> [Required work]: Put every line of the listing below into a numbered list, omitting any blank lines.

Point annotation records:
* * *

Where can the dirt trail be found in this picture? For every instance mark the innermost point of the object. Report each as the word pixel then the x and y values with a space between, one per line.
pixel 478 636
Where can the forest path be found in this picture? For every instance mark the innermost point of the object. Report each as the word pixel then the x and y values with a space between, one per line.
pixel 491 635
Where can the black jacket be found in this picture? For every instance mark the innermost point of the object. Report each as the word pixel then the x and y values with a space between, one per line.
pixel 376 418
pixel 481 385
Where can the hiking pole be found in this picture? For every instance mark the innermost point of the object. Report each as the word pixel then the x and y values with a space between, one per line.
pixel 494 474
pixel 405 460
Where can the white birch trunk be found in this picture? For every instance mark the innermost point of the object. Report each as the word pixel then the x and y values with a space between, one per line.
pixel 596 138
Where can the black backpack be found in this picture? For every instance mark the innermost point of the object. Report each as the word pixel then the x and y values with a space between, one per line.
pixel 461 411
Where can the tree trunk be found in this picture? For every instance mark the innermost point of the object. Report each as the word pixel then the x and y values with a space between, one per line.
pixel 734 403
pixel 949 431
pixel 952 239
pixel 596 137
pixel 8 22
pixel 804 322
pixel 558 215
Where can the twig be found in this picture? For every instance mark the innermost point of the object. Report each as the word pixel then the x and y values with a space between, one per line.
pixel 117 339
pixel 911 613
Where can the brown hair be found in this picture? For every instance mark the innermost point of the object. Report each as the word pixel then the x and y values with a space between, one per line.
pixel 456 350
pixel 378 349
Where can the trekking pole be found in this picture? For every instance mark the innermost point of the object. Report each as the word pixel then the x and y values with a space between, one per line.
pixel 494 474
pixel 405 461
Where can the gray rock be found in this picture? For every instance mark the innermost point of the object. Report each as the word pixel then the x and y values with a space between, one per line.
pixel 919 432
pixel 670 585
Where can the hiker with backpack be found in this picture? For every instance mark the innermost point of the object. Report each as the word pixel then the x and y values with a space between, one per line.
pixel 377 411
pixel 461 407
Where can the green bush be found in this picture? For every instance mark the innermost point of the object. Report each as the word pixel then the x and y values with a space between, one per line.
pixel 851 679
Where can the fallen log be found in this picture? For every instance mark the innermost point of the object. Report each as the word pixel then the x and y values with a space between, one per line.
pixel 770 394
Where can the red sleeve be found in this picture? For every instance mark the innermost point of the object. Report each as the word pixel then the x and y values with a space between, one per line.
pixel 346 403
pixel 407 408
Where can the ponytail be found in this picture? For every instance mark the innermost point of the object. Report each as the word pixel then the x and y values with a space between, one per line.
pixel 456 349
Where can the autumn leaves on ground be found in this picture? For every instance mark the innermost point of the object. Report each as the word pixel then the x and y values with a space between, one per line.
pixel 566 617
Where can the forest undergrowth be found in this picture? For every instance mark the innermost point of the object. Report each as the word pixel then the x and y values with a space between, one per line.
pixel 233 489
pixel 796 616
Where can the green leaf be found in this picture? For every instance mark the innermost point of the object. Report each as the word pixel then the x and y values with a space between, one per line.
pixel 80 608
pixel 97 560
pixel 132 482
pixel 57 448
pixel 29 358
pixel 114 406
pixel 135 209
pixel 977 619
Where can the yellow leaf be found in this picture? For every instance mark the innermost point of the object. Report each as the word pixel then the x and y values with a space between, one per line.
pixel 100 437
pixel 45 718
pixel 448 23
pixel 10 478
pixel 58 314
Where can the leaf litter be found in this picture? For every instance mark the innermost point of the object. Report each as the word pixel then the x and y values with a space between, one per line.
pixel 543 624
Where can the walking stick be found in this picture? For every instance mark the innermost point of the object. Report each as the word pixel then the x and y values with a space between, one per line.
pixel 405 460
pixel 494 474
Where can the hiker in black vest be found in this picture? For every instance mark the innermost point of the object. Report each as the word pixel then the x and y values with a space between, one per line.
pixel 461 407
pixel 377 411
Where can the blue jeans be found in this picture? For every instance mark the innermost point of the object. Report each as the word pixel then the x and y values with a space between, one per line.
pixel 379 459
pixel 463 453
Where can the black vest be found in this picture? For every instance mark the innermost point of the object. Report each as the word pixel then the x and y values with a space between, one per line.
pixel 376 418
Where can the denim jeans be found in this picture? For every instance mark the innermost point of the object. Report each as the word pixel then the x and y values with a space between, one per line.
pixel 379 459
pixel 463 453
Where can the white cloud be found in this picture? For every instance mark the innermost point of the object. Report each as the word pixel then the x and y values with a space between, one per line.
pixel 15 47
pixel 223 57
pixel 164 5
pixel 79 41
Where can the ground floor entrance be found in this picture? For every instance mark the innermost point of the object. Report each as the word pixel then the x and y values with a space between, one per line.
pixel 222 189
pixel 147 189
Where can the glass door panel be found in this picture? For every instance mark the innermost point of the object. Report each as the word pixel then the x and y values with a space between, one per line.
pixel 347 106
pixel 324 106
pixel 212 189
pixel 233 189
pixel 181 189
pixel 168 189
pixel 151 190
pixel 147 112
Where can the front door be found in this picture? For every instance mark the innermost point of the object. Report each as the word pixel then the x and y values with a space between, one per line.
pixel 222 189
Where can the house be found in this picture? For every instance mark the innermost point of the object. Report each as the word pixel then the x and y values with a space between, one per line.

* * *

> [Expected answer]:
1. Where can the dirt trail be found in this picture? For every instance mark the innermost point of the object. Report each as the word pixel then the x and y values with a space between, one per line.
2. pixel 478 636
3. Where can the forest path be found in this picture? For every instance mark the innermost point of the object. Report each as the word pixel then the x and y values with a space between, one per line.
4. pixel 491 635
5. Where can the black jacket be found in this picture? For every instance mark the innermost point of the object. Report each as the word pixel then the x and y values with a space between, one per line.
6. pixel 376 418
7. pixel 481 385
8. Where can the hiking pole be found in this picture? For every instance mark the innermost point of the object. Report each as the word pixel then the x and y values with a space between, one per line.
9. pixel 494 474
10. pixel 405 460
11. Where can the white birch trunk be found in this picture? For every instance mark the innermost point of the object. Report each as the word pixel then the x and y values with a space between, one per line.
12. pixel 596 138
13. Where can the black backpack be found in this picture? For every instance mark the innermost point of the object. Report each as the word pixel then the x and y values with a space between, one per line.
14. pixel 461 411
15. Where can the tree trunk be found in this picture? For every instance mark the innermost point of the object. Report each as the word pixel then the x and y values with a space between, one per line.
16. pixel 734 403
17. pixel 949 431
18. pixel 952 239
19. pixel 596 137
20. pixel 8 22
21. pixel 804 322
22. pixel 558 215
23. Where can the twig be found in this picture? For every instance mark the innermost point of the object. Report each as the word pixel then the x and y values with a space between, one per line.
24. pixel 117 339
25. pixel 911 613
26. Where can the brown hair be found in this picture? For every instance mark the innermost point of the object. Report each as the word pixel then the x and y values with a space between, one per line.
27. pixel 456 350
28. pixel 378 349
29. Where can the trekking pole be found in this picture? For every instance mark the innermost point of the object. Report each as the word pixel then the x and y values with a space between, one per line.
30. pixel 494 474
31. pixel 405 461
32. Where can the gray rock be found in this picture? For every instance mark the innermost point of the object. Report each as the word pixel then the x and y values with a space between, one per line.
33. pixel 919 432
34. pixel 670 585
35. Where can the hiker with backpack be found in this picture? For every instance mark the innermost point of the object. Report each as the word pixel then the x and y values with a space between, one per line.
36. pixel 377 411
37. pixel 461 407
38. Where can the green bush be found in this picture? For every instance mark the innermost point of the object. Report each as the word pixel then the x and y values with a space between, one per line.
39. pixel 851 679
40. Where can the fallen log be found in this picture? For every instance mark the innermost point of the object. Report each as the word pixel then the x and y values with a space between, one per line.
41. pixel 770 394
42. Where can the red sleeve be found in this picture? For every instance mark the innermost point of the object. Report each as the word pixel then the x and y values with a space between, one per line.
43. pixel 346 403
44. pixel 407 408
45. Where can the ponytail be found in this picture? For every instance mark the innermost point of the object. Report each as the word pixel then the x and y values with a space between, one per line.
46. pixel 456 349
47. Where can the autumn leaves on ground be found in this picture? For every instance mark the innermost point of the object. Report each as the word pixel then the x and y values with a space between, one per line.
48. pixel 566 617
49. Where can the forest undergrowth be found in this picture? For every instance mark the innermost point of the object. Report each as the word pixel then the x and y values with a space between, one per line.
50. pixel 233 489
51. pixel 796 616
52. Where can the green leaf be found in this picture? For every instance mark the innermost point of the object. Report each as the word pixel then the x and y values with a space between, one per line.
53. pixel 80 608
54. pixel 97 560
55. pixel 132 482
56. pixel 57 448
57. pixel 29 358
58. pixel 114 406
59. pixel 135 209
60. pixel 977 619
61. Where can the yellow leaf be found in this picture? For every instance mark the innermost point of the object. Report each as the word pixel then the x and y values with a space between, one per line.
62. pixel 100 437
63. pixel 45 718
64. pixel 448 23
65. pixel 10 478
66. pixel 58 314
67. Where can the leaf litter be found in this picture? For every instance mark the innermost point of the object. Report each as the word pixel then the x and y values with a space between, one per line.
68. pixel 543 624
69. Where can the walking stick be found in this picture? For every instance mark the innermost point of the object. Report each as the word pixel then the x and y values with a space between, one per line.
70. pixel 405 460
71. pixel 494 474
72. Where can the hiker in black vest be found in this picture? For every instance mark the innermost point of the object. Report each as the word pixel then the x and y values with a space between, one per line.
73. pixel 461 407
74. pixel 377 411
75. Where can the blue jeans be found in this picture? For every instance mark the innermost point of the object. Report each as the word pixel then the x and y values with a space between, one per line.
76. pixel 379 459
77. pixel 463 453
78. Where can the black vest be found in this picture? For every instance mark the innermost point of the object. Report each as the word pixel then the x and y values with a space between, one per line.
79. pixel 376 418
80. Where can the denim jeans be found in this picture? For every instance mark the innermost point of the object. Report each as the word pixel then the x and y values with a space between, one per line.
81. pixel 379 459
82. pixel 463 453
83. Where can the white cloud be found in this picture? For every instance mark the innermost point of the object. Report each as the word pixel then the x and y values with a space between, one per line.
84. pixel 15 47
85. pixel 223 57
86. pixel 164 5
87. pixel 79 41
88. Where can the ground floor entrance be found in this picture? For every instance mark the innermost point of the object. Report each as the word pixel then the x and y values with a space between, one per line.
89. pixel 222 189
90. pixel 147 189
91. Where can the glass door panel be found in this picture? For every instance mark the innermost point of the object. Report each as the word pixel then the x and y values with a space between, one per line.
92. pixel 347 106
93. pixel 324 106
94. pixel 212 189
95. pixel 233 189
96. pixel 181 189
97. pixel 168 189
98. pixel 151 190
99. pixel 147 112
100. Where can the front door be found in this picture? For every instance mark the innermost point of the object. Report each as the word pixel then the x and y values with a space between, one per line.
101. pixel 222 189
102. Where can the house be found in this picture? For every instance mark the innermost point of the object. Report each as the word pixel then the x and y values with a space between, one per line.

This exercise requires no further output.